## Start
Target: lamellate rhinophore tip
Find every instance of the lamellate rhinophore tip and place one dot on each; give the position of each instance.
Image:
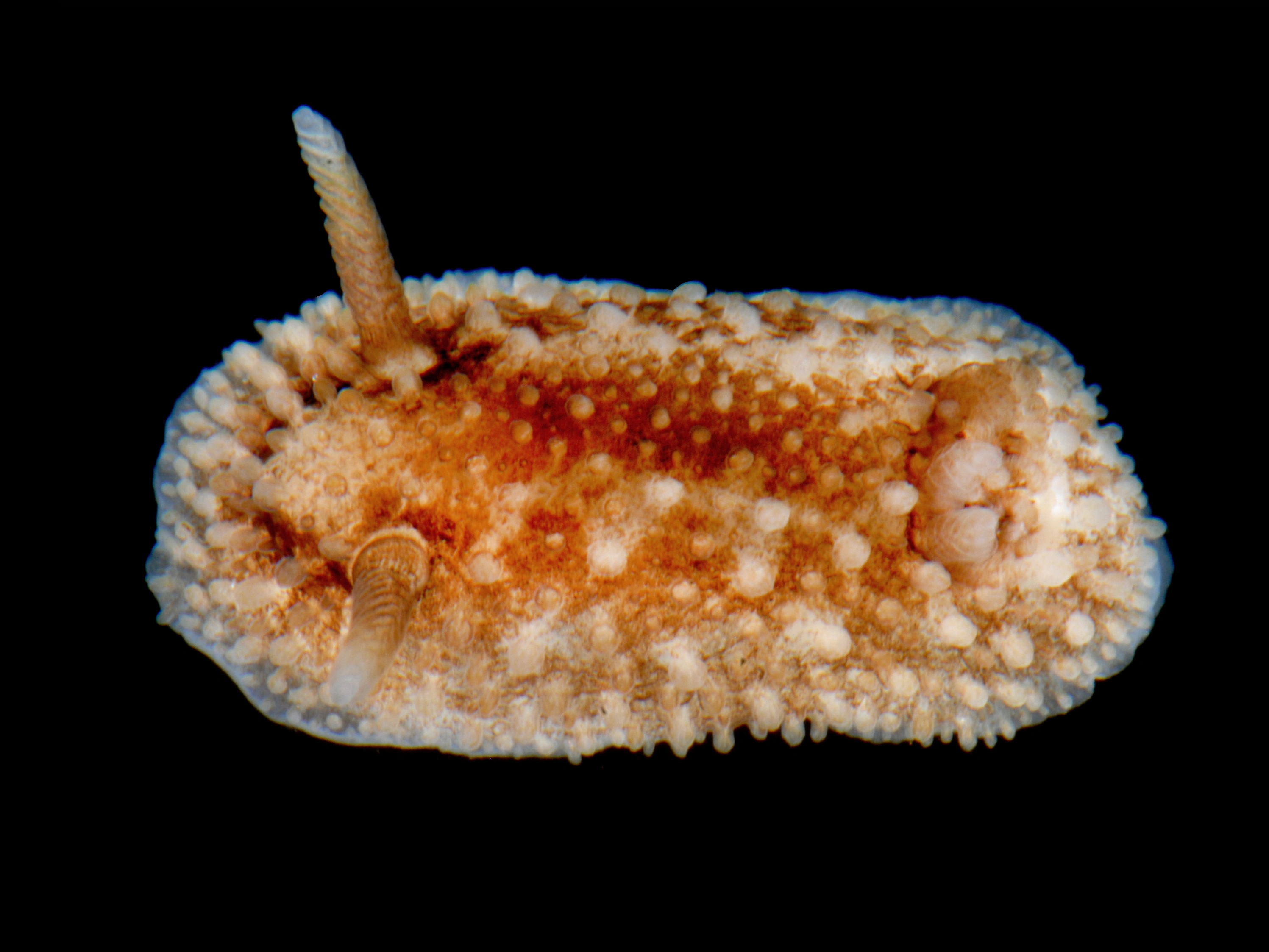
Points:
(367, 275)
## End
**Objective**
Pictures in the records should not appear in your copy, but everything else must be transcribed exactly.

**Final answer**
Target: lamellate rhinophore tip
Find every instance of the lamellate rhinophore tip and place one dot on each; give the position of each instance.
Image:
Points:
(367, 275)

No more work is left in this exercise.